● **To-do list**
1. In the SRFI 75 message, swap "encoding" for "charset" and give the passage again from "The difficulty here" up to and including "the fly, though.)".
2. Name every character encoding mentioned in the SRFI 75 message, listing each one once.
--- BEGIN Text passage ---
[Date Prev][Date Next][Thread Prev][Thread Next][Date Index][Thread Index]

Re: the "Unicode Background" section

This page is part of the web mail archives of SRFI 75 from before July 7th, 2015. The new archives for SRFI 75 contain all messages, not just those from before July 7th, 2015.



Thomas Lord scripsit:

> I think it might be realistic to label ports not with
> the encoding scheme they want, but with the set of 
> code-values they can transmit -- in other words
> with their framing constraints.   In other words -- 
> a "UTF-8 port" (no such thing, really) and an "ASCII port"
> (no such thing, again) are *really* just "8-bit ports".
> A "UTF-16 port" is *really* just a "16-bit port".

The difficulty here is that an ISO-8859-1 port {produces,accepts} a
different set of characters from an ISO-8859-2 port.  Unless a port is
labeled with an encoding, you can't know what characters it will and
won't {accept,produce}, and you are stuck with some system default.
Even a 16-bit port behaves differently depending on whether it is
a UTF-16 port, a UTF-16LE port, or a UTF-16BE port.

I'm not saying that any Scheme system has to accept every possible
encoding (though I do think at least ASCII, UTF-8, and UTF-16 should
be mandatory; they are all trivial), but it needs to be possible
to specify the encoding of a port when it is created.  (I don't think
it's necessary to be able to change it on the fly, though.)

> At the same time, several of us agree that WRITE-CHAR
> should accept a CHAR argument which is, in essence, a
> codepoint.

In which case it is the output port's encoding that says what octets
to write.

> I think an implementation should be permitted to have a
> version of WRITE-CHAR which is not total for all PORT,
> CHAR pairs:  try to write a wide character on an 8-bit
> port and that's an error, etc.

Absolutely.  Or more specifically: attempt to write a character that's
not in the repertoire associated with the encoding is an error.
Allowing this to be lax is just asking for trouble.

Given that, it's easy to create a higher-level abstraction that will
{write,read} impossible characters with some encoding scheme.

-- 
Some people open all the Windows;       John Cowan
wise wives welcome the spring           jcowan@xxxxxxxxxxxxxxxxx
by moving the Unix.                     http://www.reutershealth.com
  --ad for Unix Book Units (U.K.)       http://www.ccil.org/~cowan
        (see http://cm.bell-labs.com/cm/cs/who/dmr/unix3image.gif)
--- END Text passage ---
--- BEGIN Provided information ---
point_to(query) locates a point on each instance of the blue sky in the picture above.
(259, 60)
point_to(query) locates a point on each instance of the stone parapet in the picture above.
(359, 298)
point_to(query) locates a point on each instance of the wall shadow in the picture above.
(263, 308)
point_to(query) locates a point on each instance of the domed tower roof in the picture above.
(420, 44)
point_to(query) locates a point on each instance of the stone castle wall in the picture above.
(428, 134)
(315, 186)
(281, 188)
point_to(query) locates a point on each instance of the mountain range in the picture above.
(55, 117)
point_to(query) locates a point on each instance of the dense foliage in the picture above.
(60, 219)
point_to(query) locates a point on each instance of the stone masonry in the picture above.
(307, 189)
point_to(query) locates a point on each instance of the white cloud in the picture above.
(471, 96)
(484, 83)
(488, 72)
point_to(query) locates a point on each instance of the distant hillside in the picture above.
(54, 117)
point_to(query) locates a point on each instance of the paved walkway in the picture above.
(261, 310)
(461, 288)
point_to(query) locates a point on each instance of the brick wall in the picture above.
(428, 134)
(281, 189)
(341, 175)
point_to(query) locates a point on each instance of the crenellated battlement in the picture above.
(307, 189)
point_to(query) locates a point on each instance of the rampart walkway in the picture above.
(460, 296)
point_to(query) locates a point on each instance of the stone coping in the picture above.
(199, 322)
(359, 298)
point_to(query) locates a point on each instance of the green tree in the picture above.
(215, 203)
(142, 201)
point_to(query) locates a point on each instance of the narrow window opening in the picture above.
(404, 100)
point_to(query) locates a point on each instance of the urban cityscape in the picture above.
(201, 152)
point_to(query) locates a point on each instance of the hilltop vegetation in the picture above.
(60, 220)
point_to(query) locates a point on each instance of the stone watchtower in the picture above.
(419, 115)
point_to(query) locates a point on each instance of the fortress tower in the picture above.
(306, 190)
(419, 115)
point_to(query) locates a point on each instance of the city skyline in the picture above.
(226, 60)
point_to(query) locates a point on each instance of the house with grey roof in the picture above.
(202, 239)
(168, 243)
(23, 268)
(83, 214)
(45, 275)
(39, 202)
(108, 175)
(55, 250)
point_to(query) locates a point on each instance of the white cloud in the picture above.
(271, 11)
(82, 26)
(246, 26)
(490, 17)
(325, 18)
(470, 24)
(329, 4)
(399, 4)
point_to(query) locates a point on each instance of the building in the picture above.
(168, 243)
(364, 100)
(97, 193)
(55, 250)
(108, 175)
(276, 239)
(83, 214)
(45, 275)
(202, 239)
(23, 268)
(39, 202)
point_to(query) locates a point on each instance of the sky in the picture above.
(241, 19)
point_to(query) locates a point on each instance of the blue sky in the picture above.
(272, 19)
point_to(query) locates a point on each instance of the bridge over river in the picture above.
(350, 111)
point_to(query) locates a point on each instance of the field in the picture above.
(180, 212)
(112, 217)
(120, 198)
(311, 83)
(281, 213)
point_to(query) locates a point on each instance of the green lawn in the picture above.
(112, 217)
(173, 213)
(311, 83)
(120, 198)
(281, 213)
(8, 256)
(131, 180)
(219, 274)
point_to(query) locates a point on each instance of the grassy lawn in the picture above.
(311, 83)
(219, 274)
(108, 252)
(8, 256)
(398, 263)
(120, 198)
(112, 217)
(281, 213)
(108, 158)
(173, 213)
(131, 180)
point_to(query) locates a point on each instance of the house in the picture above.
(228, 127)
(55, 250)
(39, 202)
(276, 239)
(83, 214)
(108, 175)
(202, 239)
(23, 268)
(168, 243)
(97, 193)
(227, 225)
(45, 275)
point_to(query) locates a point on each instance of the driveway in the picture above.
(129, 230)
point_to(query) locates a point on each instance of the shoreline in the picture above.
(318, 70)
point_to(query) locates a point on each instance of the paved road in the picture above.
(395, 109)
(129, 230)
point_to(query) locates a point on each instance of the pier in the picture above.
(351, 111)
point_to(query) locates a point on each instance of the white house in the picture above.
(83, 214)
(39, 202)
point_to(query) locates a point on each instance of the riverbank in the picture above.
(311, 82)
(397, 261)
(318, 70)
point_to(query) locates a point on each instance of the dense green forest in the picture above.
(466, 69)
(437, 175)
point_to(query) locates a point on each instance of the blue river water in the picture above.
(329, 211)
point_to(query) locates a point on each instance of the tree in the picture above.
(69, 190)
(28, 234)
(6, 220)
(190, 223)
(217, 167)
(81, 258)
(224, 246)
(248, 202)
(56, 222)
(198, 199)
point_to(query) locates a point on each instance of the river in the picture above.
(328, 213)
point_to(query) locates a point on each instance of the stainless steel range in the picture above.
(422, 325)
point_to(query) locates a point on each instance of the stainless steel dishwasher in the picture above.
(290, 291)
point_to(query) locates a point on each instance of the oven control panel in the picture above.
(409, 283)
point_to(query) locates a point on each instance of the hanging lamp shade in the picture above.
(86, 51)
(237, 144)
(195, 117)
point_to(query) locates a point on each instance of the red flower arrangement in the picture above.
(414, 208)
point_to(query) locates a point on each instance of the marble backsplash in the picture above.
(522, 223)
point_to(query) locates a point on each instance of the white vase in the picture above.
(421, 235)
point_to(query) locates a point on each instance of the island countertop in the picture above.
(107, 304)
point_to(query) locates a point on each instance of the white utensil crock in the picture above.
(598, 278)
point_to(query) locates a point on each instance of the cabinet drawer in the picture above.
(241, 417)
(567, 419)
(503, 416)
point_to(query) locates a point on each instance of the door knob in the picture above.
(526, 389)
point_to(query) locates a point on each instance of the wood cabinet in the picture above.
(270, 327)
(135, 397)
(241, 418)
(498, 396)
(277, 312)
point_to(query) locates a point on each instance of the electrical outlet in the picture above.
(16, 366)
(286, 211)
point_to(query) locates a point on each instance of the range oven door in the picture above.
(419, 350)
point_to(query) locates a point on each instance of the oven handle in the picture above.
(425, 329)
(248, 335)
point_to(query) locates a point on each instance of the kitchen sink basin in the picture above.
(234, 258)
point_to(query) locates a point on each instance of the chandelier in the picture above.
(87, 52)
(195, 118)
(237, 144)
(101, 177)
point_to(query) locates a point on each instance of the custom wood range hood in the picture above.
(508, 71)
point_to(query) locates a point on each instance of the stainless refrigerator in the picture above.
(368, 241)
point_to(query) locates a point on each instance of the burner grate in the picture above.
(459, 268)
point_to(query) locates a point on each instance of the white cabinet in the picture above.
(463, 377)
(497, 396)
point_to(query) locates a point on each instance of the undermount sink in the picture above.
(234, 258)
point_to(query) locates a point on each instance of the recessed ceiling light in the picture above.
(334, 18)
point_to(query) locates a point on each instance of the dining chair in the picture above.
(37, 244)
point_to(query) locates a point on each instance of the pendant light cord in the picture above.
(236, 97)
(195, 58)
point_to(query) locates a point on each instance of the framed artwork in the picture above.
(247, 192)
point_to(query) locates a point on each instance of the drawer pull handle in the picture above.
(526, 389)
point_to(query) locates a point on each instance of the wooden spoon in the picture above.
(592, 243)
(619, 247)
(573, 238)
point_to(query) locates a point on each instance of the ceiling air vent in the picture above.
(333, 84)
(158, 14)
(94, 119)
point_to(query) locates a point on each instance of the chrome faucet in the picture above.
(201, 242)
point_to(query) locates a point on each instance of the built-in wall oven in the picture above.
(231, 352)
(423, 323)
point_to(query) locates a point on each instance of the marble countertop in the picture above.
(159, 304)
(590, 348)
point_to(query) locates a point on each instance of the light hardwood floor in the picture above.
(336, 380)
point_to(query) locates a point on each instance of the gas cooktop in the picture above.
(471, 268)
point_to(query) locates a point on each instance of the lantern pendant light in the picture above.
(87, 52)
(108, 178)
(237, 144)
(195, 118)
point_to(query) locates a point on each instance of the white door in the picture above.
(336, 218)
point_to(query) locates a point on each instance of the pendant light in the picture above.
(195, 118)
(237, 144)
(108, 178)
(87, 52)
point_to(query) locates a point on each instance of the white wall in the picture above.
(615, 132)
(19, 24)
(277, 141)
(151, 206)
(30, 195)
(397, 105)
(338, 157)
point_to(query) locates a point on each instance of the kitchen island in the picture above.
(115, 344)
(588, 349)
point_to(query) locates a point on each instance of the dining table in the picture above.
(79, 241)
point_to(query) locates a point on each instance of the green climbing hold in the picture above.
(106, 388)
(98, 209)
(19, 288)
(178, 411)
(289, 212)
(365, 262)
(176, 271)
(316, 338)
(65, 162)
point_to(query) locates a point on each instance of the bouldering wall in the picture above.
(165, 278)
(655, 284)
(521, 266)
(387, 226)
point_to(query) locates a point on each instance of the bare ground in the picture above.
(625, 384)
--- END Provided information ---
● **Answers in order**
1.
The difficulty here is that an ISO-8859-1 port {produces,accepts} a
different set of characters from an ISO-8859-2 port.  Unless a port is
labeled with an charset, you can't know what characters it will and
won't {accept,produce}, and you are stuck with some system default.
Even a 16-bit port behaves differently depending on whether it is
a UTF-16 port, a UTF-16LE port, or a UTF-16BE port.

I'm not saying that any Scheme system has to accept every possible
charset (though I do think at least ASCII, UTF-8, and UTF-16 should
be mandatory; they are all trivial), but it needs to be possible
to specify the charset of a port when it is created.  (I don't think
it's necessary to be able to change it on the fly, though.)

2. UTF-8, ASCII, UTF-16, ISO-8859-1, ISO-8859-2, UTF-16LE, UTF-16BE